=== Instruction ===
Write the material out again, line by line, exactly as it is.

Begin

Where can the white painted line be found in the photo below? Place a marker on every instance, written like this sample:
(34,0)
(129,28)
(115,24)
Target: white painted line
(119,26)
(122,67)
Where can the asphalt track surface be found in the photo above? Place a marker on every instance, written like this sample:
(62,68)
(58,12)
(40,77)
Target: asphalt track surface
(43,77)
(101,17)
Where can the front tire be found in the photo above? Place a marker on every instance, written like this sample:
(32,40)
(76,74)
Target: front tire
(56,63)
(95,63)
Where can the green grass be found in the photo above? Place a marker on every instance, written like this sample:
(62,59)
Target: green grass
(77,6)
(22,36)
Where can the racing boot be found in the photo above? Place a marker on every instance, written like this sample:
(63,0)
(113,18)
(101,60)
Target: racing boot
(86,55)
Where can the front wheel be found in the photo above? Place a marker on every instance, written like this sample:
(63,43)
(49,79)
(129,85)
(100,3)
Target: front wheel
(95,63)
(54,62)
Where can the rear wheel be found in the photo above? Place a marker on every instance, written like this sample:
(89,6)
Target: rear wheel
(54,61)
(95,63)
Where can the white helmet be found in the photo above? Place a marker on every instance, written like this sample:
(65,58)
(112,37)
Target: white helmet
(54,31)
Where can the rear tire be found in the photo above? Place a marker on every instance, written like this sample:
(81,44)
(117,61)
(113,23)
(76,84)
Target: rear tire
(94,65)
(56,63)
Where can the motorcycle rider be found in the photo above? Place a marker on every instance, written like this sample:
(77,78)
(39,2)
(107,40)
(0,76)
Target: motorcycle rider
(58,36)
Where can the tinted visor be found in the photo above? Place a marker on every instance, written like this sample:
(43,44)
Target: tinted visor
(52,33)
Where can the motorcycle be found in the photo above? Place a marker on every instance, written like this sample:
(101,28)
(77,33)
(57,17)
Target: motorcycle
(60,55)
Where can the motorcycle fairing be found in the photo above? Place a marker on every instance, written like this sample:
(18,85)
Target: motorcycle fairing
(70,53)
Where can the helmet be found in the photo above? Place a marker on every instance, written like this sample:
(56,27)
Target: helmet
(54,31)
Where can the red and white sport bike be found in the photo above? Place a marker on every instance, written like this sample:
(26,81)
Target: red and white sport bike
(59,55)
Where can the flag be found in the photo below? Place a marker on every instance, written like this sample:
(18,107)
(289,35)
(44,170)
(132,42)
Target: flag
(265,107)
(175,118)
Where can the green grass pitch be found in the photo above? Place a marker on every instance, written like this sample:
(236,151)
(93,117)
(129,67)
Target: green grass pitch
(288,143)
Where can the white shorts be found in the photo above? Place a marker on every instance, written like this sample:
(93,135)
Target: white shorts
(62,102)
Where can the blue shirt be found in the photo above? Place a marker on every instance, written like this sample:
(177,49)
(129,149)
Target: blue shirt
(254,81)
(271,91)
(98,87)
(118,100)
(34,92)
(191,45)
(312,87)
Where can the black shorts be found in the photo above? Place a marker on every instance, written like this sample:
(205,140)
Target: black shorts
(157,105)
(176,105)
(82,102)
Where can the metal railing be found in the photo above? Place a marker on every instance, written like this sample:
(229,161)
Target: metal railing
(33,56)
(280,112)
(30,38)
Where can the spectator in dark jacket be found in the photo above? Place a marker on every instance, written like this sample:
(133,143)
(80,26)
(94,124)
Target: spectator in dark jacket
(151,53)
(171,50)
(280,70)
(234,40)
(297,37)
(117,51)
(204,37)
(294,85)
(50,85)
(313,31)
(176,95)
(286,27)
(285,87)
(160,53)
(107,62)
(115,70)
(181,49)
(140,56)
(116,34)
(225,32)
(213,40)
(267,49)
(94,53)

End

=== Final result ===
Where can the white painted line be found in the photo below? Place a marker on every instance, written like this sample:
(34,0)
(129,28)
(115,24)
Target: white painted line
(119,26)
(122,67)
Where can the asphalt track surface be found in the photo above? Place a marker on every instance, written like this sample:
(62,68)
(58,12)
(40,77)
Target: asphalt track surface
(43,77)
(101,17)
Where can the front tire be found in the photo above? Place a marker on every instance, written like this sample:
(32,40)
(76,74)
Target: front tire
(56,63)
(95,63)
Where can the green grass be found in the photo above? Place a marker on every instance, written like this sample:
(62,59)
Target: green grass
(77,6)
(22,36)
Where can the racing boot be found in the photo above? Place a marker on every instance, written like this sample:
(63,0)
(113,18)
(101,60)
Target: racing boot
(86,55)
Where can the front wheel be found in the photo above? Place a marker on every instance, written like this sample:
(63,43)
(49,79)
(129,85)
(100,3)
Target: front wheel
(95,63)
(54,62)
Where can the rear wheel be found in the photo above? Place a marker on every instance, written like this sample:
(89,6)
Target: rear wheel
(54,61)
(95,63)
Where can the white helmet be found in the photo above? Place a marker on every instance, written like this sample:
(65,58)
(112,37)
Target: white helmet
(54,31)
Where can the rear tire be found in the photo above? Place a marker on every instance, written like this sample:
(81,44)
(117,61)
(113,23)
(76,84)
Target: rear tire
(94,65)
(56,63)
Where can the motorcycle rider be found in the photo above? Place a marker on every instance, written like this sample:
(77,78)
(39,2)
(107,40)
(0,76)
Target: motorcycle rider
(58,36)
Where can the tinted visor be found in the photo above? Place a marker on every instance, written like this sample:
(43,44)
Target: tinted visor
(52,33)
Where can the motorcycle be found in the photo above? Place a marker on every instance, written like this sample:
(101,28)
(77,33)
(57,17)
Target: motorcycle
(60,55)
Where can the motorcycle fairing be found in the photo above? Place a marker on every instance, written like this sample:
(18,85)
Target: motorcycle fairing
(70,53)
Where can the helmet be found in the photo above? Place a marker on every instance, written like this sample:
(56,27)
Target: helmet
(54,31)
Where can the red and white sport bike be found in the photo above? Place a marker on every instance, written like this sample:
(26,81)
Target: red and white sport bike
(59,55)
Where can the flag be found in the photo below? Place a marker on every instance, written like this sample:
(18,107)
(289,35)
(44,170)
(132,42)
Target: flag
(265,107)
(175,118)
Where can the green grass pitch be found in the photo above? Place a marker on every instance, written like this sample:
(236,151)
(93,117)
(129,67)
Target: green grass pitch
(288,143)
Where can the white shorts be found in the photo above? Place a marker on every instance, written like this sample:
(93,135)
Target: white shorts
(62,102)
Where can the blue shirt be found in the photo above? Place a marker on every instance, written like this sample:
(177,49)
(129,149)
Target: blue shirt
(254,81)
(271,91)
(98,87)
(118,100)
(34,92)
(191,45)
(312,87)
Where can the black shorts be found in the photo above? Place a marker on every instance, written like this sample:
(205,140)
Target: black shorts
(157,105)
(176,105)
(82,102)
Where can the metal railing be found in the photo above? Place a marker on every instance, written like this sample:
(229,161)
Target: metal railing
(33,56)
(280,112)
(30,38)
Where can the spectator in dark jacket be found in the photo above? Place a marker on every instance, written like this sample:
(133,143)
(80,26)
(94,124)
Target: spectator in dark jacket
(151,53)
(171,50)
(280,70)
(234,40)
(297,37)
(117,51)
(204,37)
(294,85)
(50,85)
(313,31)
(176,95)
(286,27)
(285,87)
(160,53)
(107,62)
(115,70)
(181,49)
(140,56)
(116,34)
(225,32)
(213,40)
(267,49)
(94,53)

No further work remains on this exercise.